■ **What to work on**
Please copy out every line of the data below word for word.

Records:
★ ★ ★ ★ ★
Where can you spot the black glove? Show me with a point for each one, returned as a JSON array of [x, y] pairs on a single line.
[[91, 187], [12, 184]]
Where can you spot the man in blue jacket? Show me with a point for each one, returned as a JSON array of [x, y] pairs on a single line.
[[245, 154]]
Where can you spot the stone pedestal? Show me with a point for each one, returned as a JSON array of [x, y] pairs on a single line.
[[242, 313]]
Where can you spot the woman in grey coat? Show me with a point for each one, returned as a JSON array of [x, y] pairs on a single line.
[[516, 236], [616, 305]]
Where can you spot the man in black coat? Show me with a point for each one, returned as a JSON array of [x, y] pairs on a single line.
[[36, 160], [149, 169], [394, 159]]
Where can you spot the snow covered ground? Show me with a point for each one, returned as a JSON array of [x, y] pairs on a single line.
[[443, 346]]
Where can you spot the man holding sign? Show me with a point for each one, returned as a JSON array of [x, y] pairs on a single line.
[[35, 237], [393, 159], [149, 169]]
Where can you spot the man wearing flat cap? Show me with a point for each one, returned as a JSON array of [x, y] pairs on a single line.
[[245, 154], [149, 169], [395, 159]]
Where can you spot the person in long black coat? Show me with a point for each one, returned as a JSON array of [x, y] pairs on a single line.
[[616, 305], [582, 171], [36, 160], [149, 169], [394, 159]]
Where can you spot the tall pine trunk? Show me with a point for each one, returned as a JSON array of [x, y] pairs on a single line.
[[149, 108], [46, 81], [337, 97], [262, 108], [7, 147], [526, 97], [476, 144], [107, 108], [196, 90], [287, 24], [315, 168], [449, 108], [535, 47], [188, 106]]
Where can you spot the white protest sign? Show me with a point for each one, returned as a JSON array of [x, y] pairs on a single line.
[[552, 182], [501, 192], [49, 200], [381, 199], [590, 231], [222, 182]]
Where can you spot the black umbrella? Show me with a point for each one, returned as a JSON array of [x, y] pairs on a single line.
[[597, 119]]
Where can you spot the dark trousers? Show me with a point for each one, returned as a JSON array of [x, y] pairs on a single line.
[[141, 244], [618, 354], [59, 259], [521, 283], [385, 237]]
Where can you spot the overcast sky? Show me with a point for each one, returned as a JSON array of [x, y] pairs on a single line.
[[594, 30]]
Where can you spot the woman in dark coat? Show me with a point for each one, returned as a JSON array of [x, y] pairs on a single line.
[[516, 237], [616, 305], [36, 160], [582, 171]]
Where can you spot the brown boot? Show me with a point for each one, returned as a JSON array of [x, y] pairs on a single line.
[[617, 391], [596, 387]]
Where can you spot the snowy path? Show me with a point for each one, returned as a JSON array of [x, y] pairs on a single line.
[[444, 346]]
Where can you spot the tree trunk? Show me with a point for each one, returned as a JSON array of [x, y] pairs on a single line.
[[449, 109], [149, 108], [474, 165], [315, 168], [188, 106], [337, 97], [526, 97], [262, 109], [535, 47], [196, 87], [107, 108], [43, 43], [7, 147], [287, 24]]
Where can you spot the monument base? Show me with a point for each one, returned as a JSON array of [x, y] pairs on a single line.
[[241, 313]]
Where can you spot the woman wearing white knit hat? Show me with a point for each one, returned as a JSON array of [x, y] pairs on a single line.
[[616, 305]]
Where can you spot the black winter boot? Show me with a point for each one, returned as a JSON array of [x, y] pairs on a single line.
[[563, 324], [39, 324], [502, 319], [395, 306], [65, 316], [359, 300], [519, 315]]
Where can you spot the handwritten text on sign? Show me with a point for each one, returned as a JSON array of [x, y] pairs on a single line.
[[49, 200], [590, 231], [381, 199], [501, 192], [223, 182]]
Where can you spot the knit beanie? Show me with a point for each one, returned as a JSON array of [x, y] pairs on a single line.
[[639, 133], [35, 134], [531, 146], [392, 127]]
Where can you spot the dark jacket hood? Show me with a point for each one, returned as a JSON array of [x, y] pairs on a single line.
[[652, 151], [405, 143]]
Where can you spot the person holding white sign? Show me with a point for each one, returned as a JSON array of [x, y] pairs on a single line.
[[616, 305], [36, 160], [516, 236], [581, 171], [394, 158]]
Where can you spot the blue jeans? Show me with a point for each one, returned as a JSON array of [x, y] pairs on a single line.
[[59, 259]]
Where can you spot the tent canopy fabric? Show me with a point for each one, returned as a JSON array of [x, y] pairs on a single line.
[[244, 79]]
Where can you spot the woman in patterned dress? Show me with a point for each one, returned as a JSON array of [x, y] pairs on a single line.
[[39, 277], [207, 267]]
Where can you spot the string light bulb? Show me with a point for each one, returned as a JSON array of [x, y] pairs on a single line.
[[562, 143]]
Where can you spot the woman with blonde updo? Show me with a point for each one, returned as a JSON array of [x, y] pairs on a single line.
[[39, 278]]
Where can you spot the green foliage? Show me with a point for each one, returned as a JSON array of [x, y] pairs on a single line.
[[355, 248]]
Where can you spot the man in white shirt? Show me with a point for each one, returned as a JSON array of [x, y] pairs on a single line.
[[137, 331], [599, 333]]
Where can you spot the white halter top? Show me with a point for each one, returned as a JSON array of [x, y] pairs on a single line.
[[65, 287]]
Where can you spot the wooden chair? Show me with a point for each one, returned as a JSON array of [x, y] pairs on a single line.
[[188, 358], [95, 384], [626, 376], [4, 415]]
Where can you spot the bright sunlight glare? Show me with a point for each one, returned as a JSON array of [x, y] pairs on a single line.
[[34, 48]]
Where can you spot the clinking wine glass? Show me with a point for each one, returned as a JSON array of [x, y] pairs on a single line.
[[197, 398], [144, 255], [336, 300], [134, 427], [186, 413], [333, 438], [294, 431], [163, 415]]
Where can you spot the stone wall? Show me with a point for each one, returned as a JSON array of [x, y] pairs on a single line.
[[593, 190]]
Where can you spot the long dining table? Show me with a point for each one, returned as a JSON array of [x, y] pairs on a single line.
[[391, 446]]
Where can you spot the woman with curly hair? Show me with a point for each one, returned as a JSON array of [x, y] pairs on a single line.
★ ★ ★ ★ ★
■ **Task response**
Where can you spot the black glove? Show me with a point for each one, returned as a JSON array of [x, y] pairs on a single line.
[[91, 187], [12, 184]]
Where can you spot the man in blue jacket? Show me with a point for each one, returned as a JSON array of [x, y] pairs on a single line.
[[245, 154]]
Where can you spot the stone pedestal? Show me with a point for each one, returned as a JSON array of [x, y] pairs on a single line.
[[242, 313]]
Where can you spot the woman in grey coat? Show me with a point for each one, returned as a JSON array of [x, y] pairs on a single line.
[[516, 236], [616, 305]]
Where can you spot the man in black coat? Show me with a point for each one, returned as a JSON array of [x, y] pairs on a single line.
[[36, 160], [149, 169], [394, 159]]
Where can you spot the snow covered ground? Show me with a point for each one, returned as a JSON array of [x, y] pairs on a single line.
[[443, 346]]
Where can you spot the man holding sign? Show me with a point for each one, returned as a JSON array of [x, y] pairs on a single line.
[[35, 237], [393, 159], [149, 169]]
Where can you spot the man wearing flat cap? Show me with a point for each one, returned as a JSON array of [x, y] pairs on a single line.
[[245, 154], [149, 169], [395, 159]]
Where can you spot the person in long black coat? Show me with a point for each one, returned as a JSON array of [x, y] pairs on a single line.
[[616, 305], [582, 171], [36, 160], [149, 169], [394, 159]]
Where can you spot the tall pine trunk? Show me with a point for each one, returned as a JSON array of [x, y] pairs on a single line.
[[149, 108], [46, 81], [337, 97], [262, 108], [7, 147], [526, 97], [476, 144], [107, 108], [196, 90], [287, 24], [315, 168], [449, 108], [535, 47], [188, 106]]
Where can you spot the white protest sign? Show me with a point for each one, returned as a JSON array of [x, y] pairs on a single line.
[[552, 182], [501, 192], [49, 200], [381, 199], [590, 231], [222, 182]]
Where can you spot the black umbrella? Show me with a point for each one, returned as a JSON array of [x, y] pairs on a single line.
[[597, 119]]
Where can you spot the dark trousers? Show me with a point for each one, returned as a JSON array of [x, y] pairs on a single line.
[[141, 244], [618, 354], [59, 259], [521, 283], [385, 237]]
Where can you spot the overcast sky? Show me with a point for each one, returned as a JSON array of [x, y] pairs on a single line.
[[594, 30]]
Where can you spot the woman in dark coat? Show me with a point for each one, returned as a JSON array of [x, y] pairs on a single line.
[[516, 237], [616, 305], [36, 160], [582, 171]]
Where can you spot the brown boot? Show me with a point for each one, returned as a JSON array of [x, y] pairs on a single line.
[[617, 391], [596, 387]]
Where can you spot the snowy path? Show me with a point for each one, returned as a JSON array of [x, y] pairs on a single line.
[[444, 346]]
Where can you spot the tree trunk? Show me with a point for each one, returned as a JSON array of [x, y] pairs on a single line.
[[449, 109], [149, 108], [474, 165], [315, 168], [188, 106], [337, 97], [526, 97], [262, 109], [535, 47], [196, 87], [107, 108], [43, 43], [7, 147], [287, 24]]
Where can you spot the monument base? Show me with a point for each one, returned as a JSON array of [x, y] pairs on a single line.
[[241, 313]]
Where can you spot the woman wearing white knit hat? Show me with a point for each one, returned as a JSON array of [x, y] pairs on a single line.
[[616, 305]]
Where can you spot the black winter boot? Show me with a point for each one, returned as a JSON array of [x, y] pairs on a single line.
[[563, 324], [39, 324], [502, 319], [395, 306], [65, 316], [359, 300], [519, 315]]
Where can you spot the handwritten text on sign? Show me with a point for each one, returned as a JSON array of [x, y] pairs on a single line.
[[49, 200], [590, 231], [381, 199], [501, 192], [223, 182]]
Where can you spot the knit beanie? Show me with a point for each one, returned as a JSON array of [x, y] pairs on a single line.
[[639, 133], [35, 134], [531, 146], [392, 127]]
Where can you spot the dark jacket hood? Show me with a point for each one, returned as a JSON array of [x, y] pairs on a single line.
[[652, 151], [405, 143]]
Where can you spot the person holding white sign? Show me with a point for each one, returned as a JSON array of [x, y] pairs on a single line.
[[616, 305], [36, 160], [516, 236], [581, 171], [394, 158]]
Where can you spot the blue jeans? Show me with a point for each one, returned as a JSON array of [x, y] pairs on a single line.
[[59, 259]]
Where can you spot the tent canopy fabric? Show me with a point for each one, returned as a JSON array of [x, y] pairs on a single line.
[[244, 79]]
Where can you spot the woman in patterned dress? Show me with a point for each one, returned as a JSON array of [x, y] pairs on a single line.
[[39, 277], [207, 267]]
Where can you spot the string light bulb? Show me with a point for each one, returned as a JSON array of [x, y] pairs on a single line.
[[562, 143]]
Where can you spot the woman with blonde updo? Show me with a point for each one, returned as a JSON array of [x, y] pairs on a single line.
[[39, 278]]
Where can you spot the green foliage? Show me with a point for each one, returned as a JSON array of [x, y] pairs on a single line.
[[355, 248]]
Where can you spot the man in white shirt? Show me with a point for each one, returned as a JSON array of [x, y] pairs on a single line.
[[137, 331], [599, 333]]
Where can you spot the white halter top? Show me with a point for each one, returned as a JSON array of [x, y] pairs on a single line.
[[65, 287]]
Where can you spot the wooden chair? Show me with a point for each one, returned as a JSON array of [x, y] pairs on a single line.
[[188, 358], [95, 384], [626, 376], [4, 415]]
Where can you spot the bright sunlight glare? Show me with a point for each one, returned as a JSON array of [x, y] pairs on a single line.
[[34, 48]]
Where can you spot the clinking wine glass? Show me with a point for each one, returned as a JSON array of [x, y] pairs on a single line.
[[197, 398], [144, 255], [336, 300], [134, 427], [186, 413], [333, 438], [294, 431], [163, 415]]
Where can you spot the stone wall? Show me with a point for each one, returned as a JSON array of [x, y] pairs on a single line.
[[593, 190]]
Where can you spot the long dining table? Show me with a point for each one, returned as a JSON array of [x, y] pairs on a single line.
[[391, 446]]
Where can you spot the woman with curly hair? Show me with a point for each one, returned as a JSON array of [x, y] pairs on a single line.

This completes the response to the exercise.